▸ **Texto apresentado**
* * * * *

A incerteza sobre se Portugal será ou não sujeito ao procedimento de défices excessivos levou o Tribunal Constitucional a aceitar o corte nos salários dos funcionários públicos para este ano e para 2015. Por outras palavras, o Tribunal Constitucional abriu uma nova possibilidade de argumento: sempre que se preveja que o défice possa ficar acima de 3%, um Governo, no futuro, pode argumentar com a ameaça de procedimento de défice excessivo para fazer passar medidas de caráter excecional.
Esta foi a justificação do Ratton para deixar passar os cortes em 2014 e 2015, lembrando que para já não há qualquer argumentação para que os cortes continuem nos anos subsequentes. Mais, em 2016, o TC diz que deixa de haver justificação para estes cortes e que, caso eles permaneçam, “carecem de outro fundamento”. Tudo porque, pelas metas que estão acordadas, em 2015, o défice já tem de ficar abaixo dos 3%.
Foram as obrigações inerentes ao fim do memorando em 2014 e as condicionantes em 2015 devido ao procedimento de défice excessivo que fizeram com que o Tribunal Constitucional permitisse a continuação dos cortes nos salários dos funcionários públicos nestes anos. Mas os juízes, apesar de considerarem inconstitucionais a manutenção dos cortes de 2016 para a frente, deixam a porta aberta a que imposições futuras vindas da União Europeia, possam voltar a criar um quadro de “excecionalidade”.
“[…] Não é menos certo que a pendência de um procedimento por défice excessivo, que se segue a um período de assistência económica e financeira, ainda configura quadro especialmente exigente, de excecionalidade, capaz de subtrair a imposição de reduções remuneratórias nesse ano à censura do princípio da igualdade”,
pode ler-se no acórdão como justificação para 2015. Assim, caso Bruxelas venha a exigir no futuro novas metas a Portugal, pode abrir-se a possibilidade de o TC aprovar medidas que viabilizem esse cumprimento.

* * * * *

▸ **Enunciado do problema**
Continue o texto sobre a decisão do Tribunal Constitucional acerca dos cortes nos salários da função pública, partindo da última frase apresentada.

▸ **Informação registada**
* * * * *

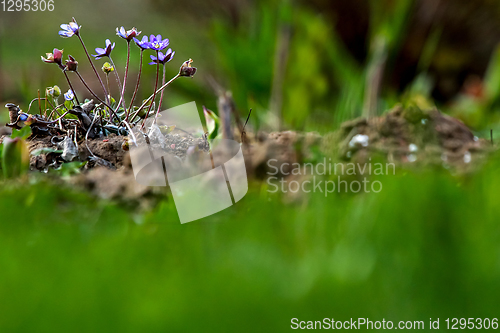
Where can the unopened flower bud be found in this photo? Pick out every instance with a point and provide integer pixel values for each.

* * * * *

▸ **Resultado do exercício**
Estes cortes agora analisados são semelhantes aos que o anterior Governo de José Sócrates levou a cabo em 2011 e na altura a justificação dos juízes para a aprovação da medida não era tão específica. No acórdão que aprovou essa redução – assinado pelo agora presidente do TC, à época apenas juiz – a justificação era apenas a do reconhecimento de “uma conjuntura de absoluta excecionalidade, do ponto de vista da gestão financeira dos recursos públicos”. Agora, essa “excecionalidade” pode ganhar outra definição: o respeito pelas regras europeias que obrigam o país a ter défices públicos abaixo dos 3% (a questão da dívida pública é também referida, mas na referência ao Tratado Orçamental).
No entanto, o Tribunal Constitucional avisa que o cumprimento da legislação proveniente da União Europeia não define à partida como é que os Estados-membros devem chegar a essas matérias, lembrando que os princípios invocados da igualdade, da proporcionalidade e da proteção da confiança que têm servido de parâmetro ao Ratton são comuns à lei comunitária – respondendo a quem alega que o TC não tem em consideração os compromissos assumidos a nível comunitário.
Cortes para já sim, mas de 2016 para a frente deixa de haver “fundamento”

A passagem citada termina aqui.